======== RECORDS FOR PROCESSING

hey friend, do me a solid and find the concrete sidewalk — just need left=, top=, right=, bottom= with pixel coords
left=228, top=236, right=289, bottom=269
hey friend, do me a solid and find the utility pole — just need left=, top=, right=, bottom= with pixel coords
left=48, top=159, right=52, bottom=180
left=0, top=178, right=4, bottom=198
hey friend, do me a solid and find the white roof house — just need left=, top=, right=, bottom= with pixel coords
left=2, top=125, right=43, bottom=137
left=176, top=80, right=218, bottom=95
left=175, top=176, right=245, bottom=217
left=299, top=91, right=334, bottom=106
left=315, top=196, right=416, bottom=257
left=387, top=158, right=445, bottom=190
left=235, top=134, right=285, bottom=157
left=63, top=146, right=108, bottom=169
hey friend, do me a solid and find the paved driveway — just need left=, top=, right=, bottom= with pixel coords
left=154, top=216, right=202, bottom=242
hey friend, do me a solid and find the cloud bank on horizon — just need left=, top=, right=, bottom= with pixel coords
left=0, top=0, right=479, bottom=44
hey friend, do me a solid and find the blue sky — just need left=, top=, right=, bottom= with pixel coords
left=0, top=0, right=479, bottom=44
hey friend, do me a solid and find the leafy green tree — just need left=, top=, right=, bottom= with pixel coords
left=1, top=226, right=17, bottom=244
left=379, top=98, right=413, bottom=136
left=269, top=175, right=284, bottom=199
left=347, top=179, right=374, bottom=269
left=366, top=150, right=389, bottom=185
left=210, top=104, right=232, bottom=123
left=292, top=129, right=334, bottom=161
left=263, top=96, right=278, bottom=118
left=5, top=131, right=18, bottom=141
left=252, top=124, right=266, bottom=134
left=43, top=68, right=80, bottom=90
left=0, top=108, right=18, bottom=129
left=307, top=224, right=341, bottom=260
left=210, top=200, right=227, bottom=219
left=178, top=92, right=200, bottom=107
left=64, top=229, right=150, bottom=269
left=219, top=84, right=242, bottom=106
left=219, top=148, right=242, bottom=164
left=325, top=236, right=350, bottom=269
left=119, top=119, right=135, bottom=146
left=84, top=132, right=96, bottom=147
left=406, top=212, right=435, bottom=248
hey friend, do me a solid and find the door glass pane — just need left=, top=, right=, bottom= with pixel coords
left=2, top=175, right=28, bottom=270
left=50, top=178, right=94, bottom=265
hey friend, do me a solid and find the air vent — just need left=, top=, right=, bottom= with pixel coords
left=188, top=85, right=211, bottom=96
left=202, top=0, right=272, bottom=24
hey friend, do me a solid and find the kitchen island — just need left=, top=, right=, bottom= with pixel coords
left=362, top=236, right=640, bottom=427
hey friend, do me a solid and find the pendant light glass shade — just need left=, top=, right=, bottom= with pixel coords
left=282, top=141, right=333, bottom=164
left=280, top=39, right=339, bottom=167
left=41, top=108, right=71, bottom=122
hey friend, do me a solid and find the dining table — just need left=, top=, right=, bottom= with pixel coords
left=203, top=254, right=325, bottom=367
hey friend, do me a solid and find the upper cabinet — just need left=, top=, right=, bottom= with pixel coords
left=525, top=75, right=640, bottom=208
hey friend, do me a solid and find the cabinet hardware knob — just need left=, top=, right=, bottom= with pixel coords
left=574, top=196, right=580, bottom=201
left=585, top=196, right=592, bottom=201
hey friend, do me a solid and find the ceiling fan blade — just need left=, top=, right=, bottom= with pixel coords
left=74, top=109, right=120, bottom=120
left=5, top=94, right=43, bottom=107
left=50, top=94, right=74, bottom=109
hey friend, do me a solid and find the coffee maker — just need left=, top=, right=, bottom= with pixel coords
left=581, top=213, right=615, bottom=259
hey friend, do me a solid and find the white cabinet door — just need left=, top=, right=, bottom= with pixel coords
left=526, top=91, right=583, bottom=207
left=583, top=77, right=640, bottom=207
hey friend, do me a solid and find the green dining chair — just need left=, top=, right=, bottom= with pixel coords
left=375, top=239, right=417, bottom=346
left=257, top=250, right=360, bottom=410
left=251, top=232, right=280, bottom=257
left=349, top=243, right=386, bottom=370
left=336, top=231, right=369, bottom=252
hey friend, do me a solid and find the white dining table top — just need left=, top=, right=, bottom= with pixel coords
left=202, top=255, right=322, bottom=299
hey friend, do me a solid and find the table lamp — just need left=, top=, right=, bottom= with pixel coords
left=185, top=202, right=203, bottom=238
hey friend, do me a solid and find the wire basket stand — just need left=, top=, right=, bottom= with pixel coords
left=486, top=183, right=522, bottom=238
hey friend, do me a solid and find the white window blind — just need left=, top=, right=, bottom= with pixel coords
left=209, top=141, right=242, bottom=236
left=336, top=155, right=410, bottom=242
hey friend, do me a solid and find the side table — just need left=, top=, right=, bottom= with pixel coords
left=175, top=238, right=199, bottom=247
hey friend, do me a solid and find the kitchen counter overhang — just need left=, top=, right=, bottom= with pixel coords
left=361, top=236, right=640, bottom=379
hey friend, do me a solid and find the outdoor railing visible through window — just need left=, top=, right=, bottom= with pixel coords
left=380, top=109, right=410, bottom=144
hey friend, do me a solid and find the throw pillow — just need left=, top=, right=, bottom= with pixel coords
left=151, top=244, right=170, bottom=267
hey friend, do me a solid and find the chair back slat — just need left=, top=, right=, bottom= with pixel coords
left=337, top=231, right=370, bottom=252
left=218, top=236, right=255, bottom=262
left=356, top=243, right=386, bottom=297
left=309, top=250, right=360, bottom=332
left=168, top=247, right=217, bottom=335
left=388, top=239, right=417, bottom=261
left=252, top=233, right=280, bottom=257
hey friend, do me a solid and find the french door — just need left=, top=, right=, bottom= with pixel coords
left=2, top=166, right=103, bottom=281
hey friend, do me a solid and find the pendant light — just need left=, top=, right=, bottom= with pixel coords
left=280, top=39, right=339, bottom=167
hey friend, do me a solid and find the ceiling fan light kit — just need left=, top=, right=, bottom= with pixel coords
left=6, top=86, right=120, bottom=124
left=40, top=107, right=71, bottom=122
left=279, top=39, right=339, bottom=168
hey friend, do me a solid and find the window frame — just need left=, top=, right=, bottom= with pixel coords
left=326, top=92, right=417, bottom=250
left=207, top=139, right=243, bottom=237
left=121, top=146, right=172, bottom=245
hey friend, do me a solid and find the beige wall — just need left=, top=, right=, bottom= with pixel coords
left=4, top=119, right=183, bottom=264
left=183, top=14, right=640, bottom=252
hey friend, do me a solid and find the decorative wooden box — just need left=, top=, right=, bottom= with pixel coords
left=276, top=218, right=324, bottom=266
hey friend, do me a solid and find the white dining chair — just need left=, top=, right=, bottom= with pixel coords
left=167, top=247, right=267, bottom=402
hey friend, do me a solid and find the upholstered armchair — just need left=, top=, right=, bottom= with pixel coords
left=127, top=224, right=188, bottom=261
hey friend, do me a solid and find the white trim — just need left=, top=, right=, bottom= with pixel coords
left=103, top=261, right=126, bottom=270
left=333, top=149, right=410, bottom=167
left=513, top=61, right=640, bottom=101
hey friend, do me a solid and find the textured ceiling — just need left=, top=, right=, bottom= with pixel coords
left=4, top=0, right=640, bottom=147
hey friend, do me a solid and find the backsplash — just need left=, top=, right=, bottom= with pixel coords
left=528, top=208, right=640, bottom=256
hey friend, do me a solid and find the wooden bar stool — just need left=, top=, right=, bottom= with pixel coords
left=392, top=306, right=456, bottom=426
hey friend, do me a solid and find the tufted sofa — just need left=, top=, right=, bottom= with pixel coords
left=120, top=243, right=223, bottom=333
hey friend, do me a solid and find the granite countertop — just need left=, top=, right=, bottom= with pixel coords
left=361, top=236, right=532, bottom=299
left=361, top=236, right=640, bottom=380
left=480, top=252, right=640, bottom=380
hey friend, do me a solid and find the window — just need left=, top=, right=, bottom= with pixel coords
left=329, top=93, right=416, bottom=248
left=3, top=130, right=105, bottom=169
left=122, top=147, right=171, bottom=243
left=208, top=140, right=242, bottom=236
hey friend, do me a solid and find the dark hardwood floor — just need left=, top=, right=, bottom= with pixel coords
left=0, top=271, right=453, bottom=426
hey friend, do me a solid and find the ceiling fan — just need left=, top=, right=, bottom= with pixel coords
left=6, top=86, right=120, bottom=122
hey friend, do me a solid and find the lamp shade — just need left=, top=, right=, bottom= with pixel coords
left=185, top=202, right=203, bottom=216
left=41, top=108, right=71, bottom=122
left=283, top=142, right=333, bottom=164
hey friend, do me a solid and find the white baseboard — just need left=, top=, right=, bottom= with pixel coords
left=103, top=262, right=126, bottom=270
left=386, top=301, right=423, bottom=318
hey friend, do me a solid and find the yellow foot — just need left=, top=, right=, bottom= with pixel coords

================

### DESCRIPTION OF THE TASK
Only the lines from the one containing "hey friend, do me a solid and find the lamp" through the end of the material belong in the answer, each restated word for word.

### EXERCISE RESULT
hey friend, do me a solid and find the lamp shade — just need left=, top=, right=, bottom= with pixel coords
left=185, top=202, right=203, bottom=216
left=41, top=108, right=71, bottom=122
left=283, top=142, right=333, bottom=164
hey friend, do me a solid and find the white baseboard — just need left=, top=, right=, bottom= with pixel coords
left=103, top=262, right=126, bottom=270
left=386, top=301, right=423, bottom=318
hey friend, do me a solid and find the yellow foot — just need left=, top=, right=, bottom= with pixel coords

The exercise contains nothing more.